Smithsonian Folklife Festival
Postage From The Edge
Himalayan Kingdom of Bhutan Ranks High in Philatelic Firsts
Thursday, June 26, 2008
The essence of Bhutan is its absolute isolation. A constitutional monarchy in the clouds, it's tucked between the lush Himalayas like a child in his parents' bed. But Bhutan, where many live a two-day trip from the nearest road, has led the world in a basic form of cultural exchange.
The country that didn't get Internet or TV until 1999 and still uses running couriers to deliver mail -- it has only that one east-west road and no rail lines -- has produced a record string of the world's most unusual stamps.
Since 1962: The first 3-D stamp. The first scented stamp. The first textured brushstroke stamp. The first bas-relief stamp. The first on metal. The first on silk. The first on extruded plastic. The first on a playable record. And now, according to its maker, the first stamp on a CD-ROM (though North Korea might have released one earlier).

TASKS TO PERFORM
1. From the article on Bhutan's stamps, list every material or medium on which the country is said to have issued the world's first stamp.
2. Extend the article on Bhutan's unusual stamps by a few paragraphs, beginning directly after its final sentence.

INFORMATION SUPPLIED
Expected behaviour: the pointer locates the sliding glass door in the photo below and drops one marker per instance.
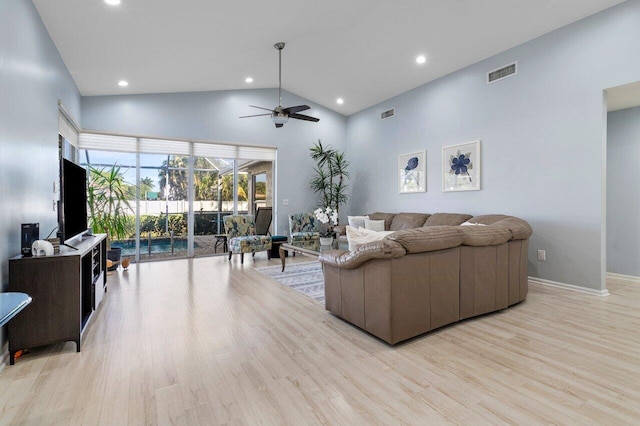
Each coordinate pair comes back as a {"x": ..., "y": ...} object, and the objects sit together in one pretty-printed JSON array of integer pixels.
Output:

RESPONSE LIST
1.
- Metal
- Silk
- Extruded plastic
- A playable record
- A CD-ROM

2.
"They probably have more firsts in the philatelic world than any country," says Frances Todd Stewart, whose company sells Bhutan's CD-ROM stamp and who is helping to represent the country at the 42nd Smithsonian Folklife Festival that began yesterday.
In the wet heat, Stewart fluttered about the Marketplace tent, corraling customers like a car salesman. In the background, an iMac played the CD stamp's video history of Bhutan's five kings. "C'mon over," she said to an elderly lady, grabbing her by the shoulder. "I'm gonna show you!"
Stewart, 51, wore a sleeveless blue shirt, gold linen pants and a green rachu (sash). A crush of stamp collectors pushed toward the counter.
"I'm sorry, but it's bogus," Stewart said of the North Korean CD stamp, which she claimed lacked adhesive and couldn't be attached to envelopes. Meanwhile, Deki Wangmo, a Bhutan Post manager, made another sale. Wangmo, 26, has worked for the Post for three years. This is her first time outside Bhutan, but she noted with a giggle, "It's too busy to enjoy anything!"
The story of a unique Bhutanese philatelic tradition is also one of classic American hucksterism. Stewart's father, Burt Kerr Todd, was a Pittsburgh steel scion who talked his way into Oxford's law program after serving in the Army in World War II.
He had attended only a year of college. The admissions person was honeymooning in Norway. He flew there and cajoled until he was in. At school, he became friends with a Bhutanese princess who claimed to be the first of her countrymen to cross an ocean.
Todd hosted the princess in America in 1950 and was invited to Bhutan a year later. He was in again.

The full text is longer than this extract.